======== Raw data ========
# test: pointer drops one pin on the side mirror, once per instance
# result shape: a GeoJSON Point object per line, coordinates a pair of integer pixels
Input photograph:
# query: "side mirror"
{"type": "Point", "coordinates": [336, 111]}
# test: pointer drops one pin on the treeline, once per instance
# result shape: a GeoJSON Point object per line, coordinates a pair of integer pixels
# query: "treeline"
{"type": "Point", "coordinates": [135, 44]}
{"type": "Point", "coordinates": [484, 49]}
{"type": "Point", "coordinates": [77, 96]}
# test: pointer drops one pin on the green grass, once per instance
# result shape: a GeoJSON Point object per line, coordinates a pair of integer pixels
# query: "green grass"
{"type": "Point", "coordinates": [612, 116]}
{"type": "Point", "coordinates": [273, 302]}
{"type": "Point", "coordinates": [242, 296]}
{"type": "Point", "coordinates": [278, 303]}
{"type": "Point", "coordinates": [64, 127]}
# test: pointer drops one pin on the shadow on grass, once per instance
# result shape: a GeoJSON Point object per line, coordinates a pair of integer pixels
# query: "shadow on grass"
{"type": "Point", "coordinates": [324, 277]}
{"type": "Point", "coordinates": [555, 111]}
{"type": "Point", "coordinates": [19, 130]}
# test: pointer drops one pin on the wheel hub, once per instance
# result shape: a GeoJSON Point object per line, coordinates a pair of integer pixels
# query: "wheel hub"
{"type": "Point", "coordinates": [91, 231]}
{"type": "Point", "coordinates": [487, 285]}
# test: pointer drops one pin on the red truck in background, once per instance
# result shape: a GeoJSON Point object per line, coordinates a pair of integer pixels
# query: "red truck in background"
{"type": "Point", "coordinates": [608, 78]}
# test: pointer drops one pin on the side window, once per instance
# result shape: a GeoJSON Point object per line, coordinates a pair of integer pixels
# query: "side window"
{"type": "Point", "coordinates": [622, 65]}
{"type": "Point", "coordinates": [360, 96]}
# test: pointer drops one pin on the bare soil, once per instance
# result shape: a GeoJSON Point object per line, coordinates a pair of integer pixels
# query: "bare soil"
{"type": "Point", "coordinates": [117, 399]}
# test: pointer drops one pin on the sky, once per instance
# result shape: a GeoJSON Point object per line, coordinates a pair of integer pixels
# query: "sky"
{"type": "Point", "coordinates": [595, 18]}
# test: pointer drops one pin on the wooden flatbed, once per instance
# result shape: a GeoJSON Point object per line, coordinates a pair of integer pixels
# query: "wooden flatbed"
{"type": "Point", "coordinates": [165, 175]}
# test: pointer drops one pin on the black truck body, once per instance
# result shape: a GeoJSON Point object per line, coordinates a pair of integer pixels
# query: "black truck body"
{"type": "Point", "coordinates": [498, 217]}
========
* What is needed
Reproduce verbatim the stretch of lines from the one containing "# test: pointer drops one pin on the black" through the final line above.

* Result for this exercise
# test: pointer drops one pin on the black truck body, once per instance
# result shape: a GeoJSON Point object per line, coordinates a pair of integer pixels
# query: "black truck body"
{"type": "Point", "coordinates": [498, 217]}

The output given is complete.